*Exercise objective:* Copy the material below word for word, from its beginning through the line that contains "xmin=203 ymin=58 xmax=220 ymax=82", and leave the pictures out.

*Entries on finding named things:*

============

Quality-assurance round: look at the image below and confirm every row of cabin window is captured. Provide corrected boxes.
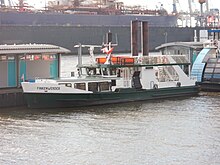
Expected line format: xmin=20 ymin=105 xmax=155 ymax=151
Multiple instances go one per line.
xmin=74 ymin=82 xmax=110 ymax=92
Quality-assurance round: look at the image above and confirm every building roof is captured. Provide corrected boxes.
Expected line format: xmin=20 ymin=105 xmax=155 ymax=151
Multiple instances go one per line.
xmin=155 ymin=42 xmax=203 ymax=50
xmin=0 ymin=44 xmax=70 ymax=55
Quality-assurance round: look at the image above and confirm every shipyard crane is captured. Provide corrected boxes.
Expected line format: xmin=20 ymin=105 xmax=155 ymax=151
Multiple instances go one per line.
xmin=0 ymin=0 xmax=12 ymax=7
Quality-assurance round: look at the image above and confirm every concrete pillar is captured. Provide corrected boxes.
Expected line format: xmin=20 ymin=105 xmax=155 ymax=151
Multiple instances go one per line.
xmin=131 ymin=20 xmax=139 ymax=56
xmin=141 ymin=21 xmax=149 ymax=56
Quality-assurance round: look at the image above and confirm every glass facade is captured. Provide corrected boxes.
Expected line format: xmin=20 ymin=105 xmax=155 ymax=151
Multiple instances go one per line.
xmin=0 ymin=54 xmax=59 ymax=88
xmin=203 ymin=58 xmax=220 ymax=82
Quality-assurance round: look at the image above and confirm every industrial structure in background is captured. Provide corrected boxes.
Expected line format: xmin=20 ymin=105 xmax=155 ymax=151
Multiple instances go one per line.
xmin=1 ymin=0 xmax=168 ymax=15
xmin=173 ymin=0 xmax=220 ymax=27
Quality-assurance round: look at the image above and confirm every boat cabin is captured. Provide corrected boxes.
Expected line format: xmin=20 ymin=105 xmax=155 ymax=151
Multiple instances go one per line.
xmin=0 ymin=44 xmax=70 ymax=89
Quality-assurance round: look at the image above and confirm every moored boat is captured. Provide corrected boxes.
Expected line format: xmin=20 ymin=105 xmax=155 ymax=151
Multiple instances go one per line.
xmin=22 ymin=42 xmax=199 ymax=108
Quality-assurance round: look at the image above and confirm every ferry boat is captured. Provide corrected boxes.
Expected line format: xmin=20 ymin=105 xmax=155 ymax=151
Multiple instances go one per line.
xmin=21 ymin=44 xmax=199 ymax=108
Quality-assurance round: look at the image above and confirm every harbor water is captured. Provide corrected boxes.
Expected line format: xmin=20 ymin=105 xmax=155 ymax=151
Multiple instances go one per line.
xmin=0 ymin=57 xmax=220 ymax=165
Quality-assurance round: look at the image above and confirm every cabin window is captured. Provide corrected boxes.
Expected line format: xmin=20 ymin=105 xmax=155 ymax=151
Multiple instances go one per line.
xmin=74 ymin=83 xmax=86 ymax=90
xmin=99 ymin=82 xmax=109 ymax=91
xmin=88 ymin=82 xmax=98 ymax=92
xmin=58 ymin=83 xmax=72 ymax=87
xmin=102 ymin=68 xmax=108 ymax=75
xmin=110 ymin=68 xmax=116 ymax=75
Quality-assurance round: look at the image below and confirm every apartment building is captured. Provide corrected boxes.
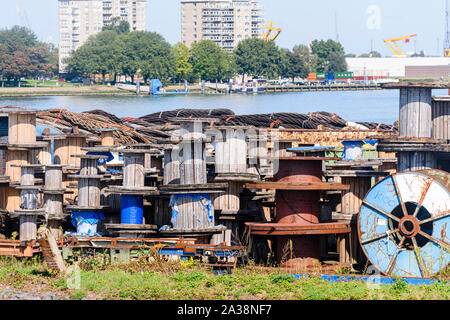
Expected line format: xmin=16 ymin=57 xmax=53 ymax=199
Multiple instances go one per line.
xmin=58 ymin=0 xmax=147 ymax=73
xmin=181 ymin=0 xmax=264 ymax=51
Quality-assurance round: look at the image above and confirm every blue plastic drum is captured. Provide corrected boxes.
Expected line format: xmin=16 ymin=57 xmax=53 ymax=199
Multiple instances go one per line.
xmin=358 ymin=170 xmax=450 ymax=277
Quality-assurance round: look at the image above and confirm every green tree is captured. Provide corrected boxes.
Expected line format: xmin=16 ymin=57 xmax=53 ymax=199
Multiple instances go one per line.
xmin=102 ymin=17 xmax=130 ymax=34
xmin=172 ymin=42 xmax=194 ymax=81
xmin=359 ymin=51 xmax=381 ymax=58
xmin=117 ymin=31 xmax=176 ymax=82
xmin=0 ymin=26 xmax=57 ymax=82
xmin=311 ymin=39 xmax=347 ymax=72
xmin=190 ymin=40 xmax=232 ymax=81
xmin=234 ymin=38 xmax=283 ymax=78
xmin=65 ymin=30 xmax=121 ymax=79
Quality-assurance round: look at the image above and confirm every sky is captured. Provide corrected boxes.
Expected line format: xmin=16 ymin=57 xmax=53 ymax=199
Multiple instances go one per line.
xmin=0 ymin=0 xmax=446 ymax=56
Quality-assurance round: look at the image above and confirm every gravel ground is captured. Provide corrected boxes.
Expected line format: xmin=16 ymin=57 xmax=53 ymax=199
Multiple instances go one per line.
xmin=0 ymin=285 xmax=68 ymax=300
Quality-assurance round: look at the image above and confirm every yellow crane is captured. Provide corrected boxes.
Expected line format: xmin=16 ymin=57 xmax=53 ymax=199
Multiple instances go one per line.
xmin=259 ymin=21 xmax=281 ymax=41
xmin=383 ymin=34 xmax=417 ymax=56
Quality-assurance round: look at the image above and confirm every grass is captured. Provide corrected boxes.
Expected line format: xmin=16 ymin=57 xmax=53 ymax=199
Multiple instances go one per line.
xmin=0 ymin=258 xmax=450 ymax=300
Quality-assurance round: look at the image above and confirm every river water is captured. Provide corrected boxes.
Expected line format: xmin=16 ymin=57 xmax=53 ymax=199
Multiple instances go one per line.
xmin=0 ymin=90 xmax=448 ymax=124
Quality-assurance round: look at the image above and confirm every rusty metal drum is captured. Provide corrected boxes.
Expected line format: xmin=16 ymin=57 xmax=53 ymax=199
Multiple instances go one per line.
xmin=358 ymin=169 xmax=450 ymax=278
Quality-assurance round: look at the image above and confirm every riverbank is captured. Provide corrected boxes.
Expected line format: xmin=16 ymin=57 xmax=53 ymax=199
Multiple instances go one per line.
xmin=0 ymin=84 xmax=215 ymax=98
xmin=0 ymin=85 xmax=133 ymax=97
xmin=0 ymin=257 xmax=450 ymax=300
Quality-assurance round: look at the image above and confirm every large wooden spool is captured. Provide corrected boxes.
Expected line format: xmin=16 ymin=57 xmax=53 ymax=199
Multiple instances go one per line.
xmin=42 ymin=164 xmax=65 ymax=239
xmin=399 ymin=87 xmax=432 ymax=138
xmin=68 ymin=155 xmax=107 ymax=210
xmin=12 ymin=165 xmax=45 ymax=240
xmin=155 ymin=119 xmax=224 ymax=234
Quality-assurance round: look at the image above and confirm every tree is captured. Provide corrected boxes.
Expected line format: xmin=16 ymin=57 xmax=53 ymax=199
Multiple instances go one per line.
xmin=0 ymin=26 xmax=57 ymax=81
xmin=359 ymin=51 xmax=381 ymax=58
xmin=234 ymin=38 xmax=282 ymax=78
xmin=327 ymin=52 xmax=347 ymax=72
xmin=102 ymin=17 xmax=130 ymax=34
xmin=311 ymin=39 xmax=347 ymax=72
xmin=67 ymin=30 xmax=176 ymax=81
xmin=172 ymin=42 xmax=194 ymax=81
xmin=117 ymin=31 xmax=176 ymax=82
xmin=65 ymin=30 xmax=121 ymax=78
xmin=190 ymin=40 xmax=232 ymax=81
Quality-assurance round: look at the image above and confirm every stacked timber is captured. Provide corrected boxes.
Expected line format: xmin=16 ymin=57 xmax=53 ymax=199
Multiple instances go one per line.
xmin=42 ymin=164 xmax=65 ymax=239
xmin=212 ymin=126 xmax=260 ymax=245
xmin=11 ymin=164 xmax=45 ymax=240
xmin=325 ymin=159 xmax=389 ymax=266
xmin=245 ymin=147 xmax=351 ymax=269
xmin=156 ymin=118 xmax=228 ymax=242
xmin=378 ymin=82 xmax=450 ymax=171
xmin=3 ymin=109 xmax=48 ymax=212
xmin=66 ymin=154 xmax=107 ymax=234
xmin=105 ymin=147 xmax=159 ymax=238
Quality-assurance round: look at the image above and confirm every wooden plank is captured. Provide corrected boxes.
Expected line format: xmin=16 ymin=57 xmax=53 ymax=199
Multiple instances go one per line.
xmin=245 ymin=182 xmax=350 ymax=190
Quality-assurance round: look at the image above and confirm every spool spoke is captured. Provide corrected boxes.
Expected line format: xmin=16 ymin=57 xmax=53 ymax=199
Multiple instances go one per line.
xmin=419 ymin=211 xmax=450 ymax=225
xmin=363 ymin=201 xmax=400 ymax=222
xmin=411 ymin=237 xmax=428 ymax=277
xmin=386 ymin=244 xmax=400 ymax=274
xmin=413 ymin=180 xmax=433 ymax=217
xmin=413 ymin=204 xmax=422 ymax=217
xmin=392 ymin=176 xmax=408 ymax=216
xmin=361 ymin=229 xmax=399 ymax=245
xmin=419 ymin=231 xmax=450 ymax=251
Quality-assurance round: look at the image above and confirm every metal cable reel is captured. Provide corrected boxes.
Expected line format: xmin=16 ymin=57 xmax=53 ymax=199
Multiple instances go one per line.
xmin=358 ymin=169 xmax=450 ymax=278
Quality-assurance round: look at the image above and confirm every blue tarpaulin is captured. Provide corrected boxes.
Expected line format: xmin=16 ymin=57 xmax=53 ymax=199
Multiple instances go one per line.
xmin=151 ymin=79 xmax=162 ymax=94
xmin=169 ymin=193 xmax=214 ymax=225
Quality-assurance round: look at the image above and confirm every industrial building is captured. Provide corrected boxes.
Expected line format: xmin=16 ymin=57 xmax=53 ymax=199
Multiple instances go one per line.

============

*Final result:*
Quality-assurance round: look at the image below and confirm every row of cabin window is captured. Provide corrected boxes.
Expected line format: xmin=20 ymin=105 xmax=155 ymax=151
Multiple instances go one per line.
xmin=74 ymin=82 xmax=110 ymax=92
Quality-assurance round: look at the image above and confirm every building roof is captured. Provide corrected boxes.
Expected line format: xmin=20 ymin=105 xmax=155 ymax=151
Multiple instances go one per line.
xmin=155 ymin=42 xmax=203 ymax=50
xmin=0 ymin=44 xmax=70 ymax=55
Quality-assurance round: look at the image above and confirm every shipyard crane is captured. Provide corrected boxes.
Expected line format: xmin=20 ymin=105 xmax=155 ymax=151
Multiple instances go one per line.
xmin=0 ymin=0 xmax=12 ymax=7
Quality-assurance round: look at the image above and confirm every concrete pillar is captured. Provide corrected boxes.
Expected line format: xmin=20 ymin=105 xmax=155 ymax=151
Multiple instances go one per line.
xmin=131 ymin=20 xmax=139 ymax=56
xmin=141 ymin=21 xmax=149 ymax=56
Quality-assurance round: look at the image above and confirm every glass facade is captured. Provide corrected boxes.
Expected line format: xmin=20 ymin=105 xmax=155 ymax=151
Multiple instances go one per line.
xmin=0 ymin=54 xmax=59 ymax=88
xmin=203 ymin=58 xmax=220 ymax=82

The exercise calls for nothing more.